(Your assignment) What is needed is an exact transcription of every record.

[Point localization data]
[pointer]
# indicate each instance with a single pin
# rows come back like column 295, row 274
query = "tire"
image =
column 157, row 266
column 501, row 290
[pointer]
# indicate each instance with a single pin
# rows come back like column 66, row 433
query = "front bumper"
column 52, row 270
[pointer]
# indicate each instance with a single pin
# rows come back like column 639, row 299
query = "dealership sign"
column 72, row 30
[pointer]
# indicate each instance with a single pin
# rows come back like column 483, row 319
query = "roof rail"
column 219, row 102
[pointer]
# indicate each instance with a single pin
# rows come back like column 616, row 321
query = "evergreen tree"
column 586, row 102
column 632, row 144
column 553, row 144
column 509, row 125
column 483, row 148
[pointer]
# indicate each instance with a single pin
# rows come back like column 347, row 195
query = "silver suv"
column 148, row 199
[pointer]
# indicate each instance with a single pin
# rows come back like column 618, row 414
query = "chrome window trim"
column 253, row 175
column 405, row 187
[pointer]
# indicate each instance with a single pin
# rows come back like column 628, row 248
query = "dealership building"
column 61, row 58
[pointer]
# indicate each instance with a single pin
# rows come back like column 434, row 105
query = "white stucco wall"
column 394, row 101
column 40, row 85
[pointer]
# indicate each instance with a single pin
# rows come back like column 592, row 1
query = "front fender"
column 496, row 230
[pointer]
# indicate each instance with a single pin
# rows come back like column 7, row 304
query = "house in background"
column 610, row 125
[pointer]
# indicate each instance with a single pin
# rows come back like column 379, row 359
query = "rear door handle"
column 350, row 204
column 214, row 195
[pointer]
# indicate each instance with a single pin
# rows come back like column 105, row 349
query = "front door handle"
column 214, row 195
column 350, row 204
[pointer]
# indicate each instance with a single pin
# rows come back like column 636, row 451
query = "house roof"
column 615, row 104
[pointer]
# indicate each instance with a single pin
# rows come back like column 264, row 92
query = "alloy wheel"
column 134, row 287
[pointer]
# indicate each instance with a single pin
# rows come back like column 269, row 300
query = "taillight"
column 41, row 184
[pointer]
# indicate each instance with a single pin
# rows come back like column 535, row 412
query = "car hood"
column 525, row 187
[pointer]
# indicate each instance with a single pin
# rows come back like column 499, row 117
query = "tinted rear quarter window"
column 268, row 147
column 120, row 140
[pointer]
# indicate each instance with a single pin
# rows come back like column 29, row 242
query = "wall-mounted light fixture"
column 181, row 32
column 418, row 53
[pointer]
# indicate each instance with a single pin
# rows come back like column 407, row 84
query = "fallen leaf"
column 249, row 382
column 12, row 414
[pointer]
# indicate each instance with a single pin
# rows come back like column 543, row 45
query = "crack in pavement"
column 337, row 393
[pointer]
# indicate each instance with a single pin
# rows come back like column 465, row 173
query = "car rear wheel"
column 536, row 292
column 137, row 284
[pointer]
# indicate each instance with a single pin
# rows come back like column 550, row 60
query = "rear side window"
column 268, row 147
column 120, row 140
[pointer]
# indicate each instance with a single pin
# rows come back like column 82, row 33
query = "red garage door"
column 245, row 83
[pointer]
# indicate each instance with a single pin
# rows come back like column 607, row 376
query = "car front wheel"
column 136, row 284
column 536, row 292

(Result)
[pointer]
# indicate each instance with a single pin
# rows come back like column 295, row 274
query = "tire"
image =
column 157, row 266
column 501, row 290
[pointer]
# indicate each instance with a single pin
# rows come back like column 66, row 433
query = "front bumper"
column 52, row 270
[pointer]
# indicate each instance with a single pin
# rows come back like column 639, row 299
query = "dealership sign"
column 72, row 30
[pointer]
# indicate each instance with a single pin
# rows come back like column 483, row 319
query = "roof rail"
column 219, row 102
[pointer]
# indicate each instance with a single pin
# rows come back like column 616, row 321
query = "evergreen tree"
column 586, row 102
column 632, row 144
column 553, row 144
column 509, row 125
column 483, row 148
[pointer]
# indicate each instance with a single pin
# rows come back like column 347, row 195
query = "silver suv"
column 148, row 199
[pointer]
# indicate each instance with a single pin
# rows come back like column 618, row 414
query = "chrome window trim"
column 253, row 175
column 405, row 187
[pointer]
# indicate each instance with a single pin
# rows come back like column 628, row 248
query = "dealership building"
column 61, row 58
[pointer]
# indicate each instance with a single pin
# rows come back like column 434, row 105
query = "white stucco wall"
column 394, row 101
column 40, row 85
[pointer]
# indicate each instance with a single pin
# rows come back like column 592, row 1
query = "front fender"
column 496, row 230
[pointer]
# indicate each instance with a single pin
# rows come back like column 7, row 304
query = "house in background"
column 610, row 125
[pointer]
# indicate each instance with a single pin
# rows come back like column 379, row 359
query = "rear door handle"
column 350, row 204
column 214, row 195
[pointer]
# indicate each instance with a single pin
# rows come back like column 105, row 349
query = "front door handle"
column 214, row 195
column 350, row 204
[pointer]
# indicate each instance with a single pin
# rows come back like column 636, row 451
query = "house roof"
column 615, row 104
[pointer]
# indicate each instance with a single pin
# rows come back like column 264, row 92
query = "alloy wheel"
column 134, row 287
[pointer]
# indicate each instance with a single pin
# rows come back like column 269, row 300
query = "taillight"
column 41, row 184
[pointer]
# indicate each instance with a single pin
# rows come back like column 535, row 412
query = "car hood"
column 525, row 187
[pointer]
# indicate each instance with a single pin
# rows come back like column 499, row 117
query = "tinted rear quarter window"
column 268, row 147
column 120, row 140
[pointer]
# indicate each instance with a single pin
# rows come back like column 29, row 242
query = "wall-mounted light fixture"
column 181, row 32
column 418, row 53
[pointer]
# indicate each instance with a single pin
# rows come back like column 407, row 84
query = "fallen leaf"
column 249, row 382
column 12, row 414
[pointer]
# indicate each instance with a single pin
# rows come back like column 543, row 45
query = "crack in pavement"
column 337, row 393
[pointer]
# indicate each instance with a single pin
# rows come back like column 465, row 173
query = "car rear wheel"
column 536, row 292
column 137, row 284
[pointer]
# indicate each instance with a single pin
# rows come back like column 550, row 60
query = "rear side window"
column 268, row 147
column 120, row 140
[pointer]
# indicate each instance with a single pin
# rows come back like column 82, row 33
query = "red garage door"
column 245, row 83
[pointer]
# indicate each instance with a single pin
# rows come back like column 607, row 376
query = "car front wheel"
column 136, row 284
column 536, row 292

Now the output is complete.